The Middle Eastern country is known for its vast energy resources and that’s leading major technology firms to announce infrastructure deals in the region. It is also part of the kingdom’s Vision 2030 strategy, which is a plan to diversify the Saudi Arabian economy beyond oil.

Jonathan Ross, the co-founder and CEO of AI chip company Groq, told CNBC’s Dan Murphy in an interview at the Future Investment Initiative (FII) conference in Riyadh, that Saudi Arabia can become a net exporter of data thanks to its surplus in energy.

“One of the things that’s hard to export is energy. You have to move it, it’s physical, it costs money. Electricity, transporting it over transmission lines is very expensive,” he said.

Data, in comparison, “is very cheap to move,” Ross, who previously worked on AI chips at Google’s parent company Alphabet, added. “So since there’s plenty of excess energy in the Kingdom, the idea is move the data here, put the compute here, do the computation for AI here, and send the results.”

“What you don’t want to do is build a data center right next to people, where it’s expensive for the land, or where the energy is already being used. You want to build it where there isn’t, where there aren’t too many people, where the energy is underutilized. And that’s the Middle East, so this is the ideal place to build out.”

The Middle East could see $320 billion worth of gains thanks to AI, according to PwC, and Saudi Arabia is looking to capitalize on that by putting AI at the heart of its economic strategy.

# EXTRACTED ENTRIES
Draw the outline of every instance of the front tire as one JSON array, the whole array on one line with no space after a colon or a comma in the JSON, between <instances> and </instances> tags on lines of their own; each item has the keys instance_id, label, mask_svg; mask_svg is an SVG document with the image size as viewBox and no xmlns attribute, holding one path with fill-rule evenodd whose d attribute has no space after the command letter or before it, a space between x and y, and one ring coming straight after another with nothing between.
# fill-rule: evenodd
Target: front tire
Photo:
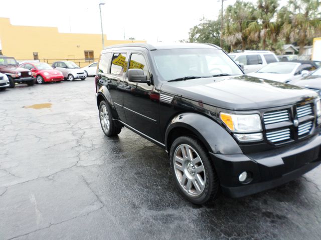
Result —
<instances>
[{"instance_id":1,"label":"front tire","mask_svg":"<svg viewBox=\"0 0 321 240\"><path fill-rule=\"evenodd\" d=\"M43 84L45 83L45 80L44 78L40 75L37 76L37 82L39 84Z\"/></svg>"},{"instance_id":2,"label":"front tire","mask_svg":"<svg viewBox=\"0 0 321 240\"><path fill-rule=\"evenodd\" d=\"M9 86L9 88L13 88L16 86L16 82L15 82L15 80L11 76L8 76L8 78L9 79L9 82L10 85Z\"/></svg>"},{"instance_id":3,"label":"front tire","mask_svg":"<svg viewBox=\"0 0 321 240\"><path fill-rule=\"evenodd\" d=\"M219 188L213 162L201 141L182 136L176 138L170 152L171 168L181 194L194 204L213 200Z\"/></svg>"},{"instance_id":4,"label":"front tire","mask_svg":"<svg viewBox=\"0 0 321 240\"><path fill-rule=\"evenodd\" d=\"M69 74L68 78L70 81L73 81L74 80L75 80L75 78L72 74Z\"/></svg>"},{"instance_id":5,"label":"front tire","mask_svg":"<svg viewBox=\"0 0 321 240\"><path fill-rule=\"evenodd\" d=\"M112 120L110 108L104 100L101 101L99 104L99 120L101 129L106 136L115 136L121 131L121 128L115 126Z\"/></svg>"},{"instance_id":6,"label":"front tire","mask_svg":"<svg viewBox=\"0 0 321 240\"><path fill-rule=\"evenodd\" d=\"M32 86L33 85L35 85L35 84L36 83L36 80L34 79L34 80L33 80L32 81L28 81L26 83L27 84L28 86Z\"/></svg>"}]
</instances>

# QUESTIONS
- 1) Repeat word for word the part of the passage about Saudi Arabia and AI computing from "The Middle East could" up to and including "its economic strategy.".
- 2) Carry on with the passage about Saudi Arabia and AI computing from the point where it stops.
The records have nothing to do with the passage about Saudi Arabia and AI computing.

# ANSWERS BY ITEM NUMBER
- 1)
The Middle East could see $320 billion worth of gains thanks to AI, according to PwC, and Saudi Arabia is looking to capitalize on that by putting AI at the heart of its economic strategy.

- 2)
The CEO of the state-backed AI and data center company Humain, which is also working with Groq, previously told CNBC that it’s ambition is to become the “third-largest AI provider in the world, behind the United States and China.”

Saudi Arabia faces stiff competition competition, however, with the United Arab Emirates leading the region’s progress thus far. PwC expects AI to contribute $96 billion to the UAE economy by 2030, or 13.6% of GDP, while Saudi Arabia could see $135.2 billion, or 12.4% of GDP, from AI over the same time frame. If those figures come to fruition, it would put Saudi Arabia in fourth place, behind its neighbor, on the global AI leaderboard.

However, data centers run hot and typically need a lot of water for cooling, which poses critical questions around the suitability of an arid and hot country like Saudi Arabia housing such infrastructure. It has also long experienced a digital skills shortage and AI talent will likely be no exception, though the government has championed the upskilling of citizens.

Those challenges haven’t yet slowed down the slew of AI-related announcements. Groq is working with Aramco Digital, the digital and technology arm of Saudi Aramco, to build what it has dubbed the “world’s largest inferencing data center.”

Its chips, made in upstate New York, per Ross, are specifically designed for putting AI to use, which is known as inference.

Earlier this year, the California-based technology company secured $1.5 billion in investment from Saudi Arabia to its expand its efforts. It is also supporting the development of the Saudi Data and AI Authority’s own large language model.

“It’s optimized for interfacing with the kingdom, so if you need to be able to ask about something here, it has all the data that you need to get the appropriate answers. Whereas other LLMs haven’t been tuned, they don’t have access to a database that’s as rich with information about the local region,” Ross said.

Localized data is a hot topic as countries around the world look to make use of AI but may not receive relevant results from models trained on English-language data sets from industrialized countries.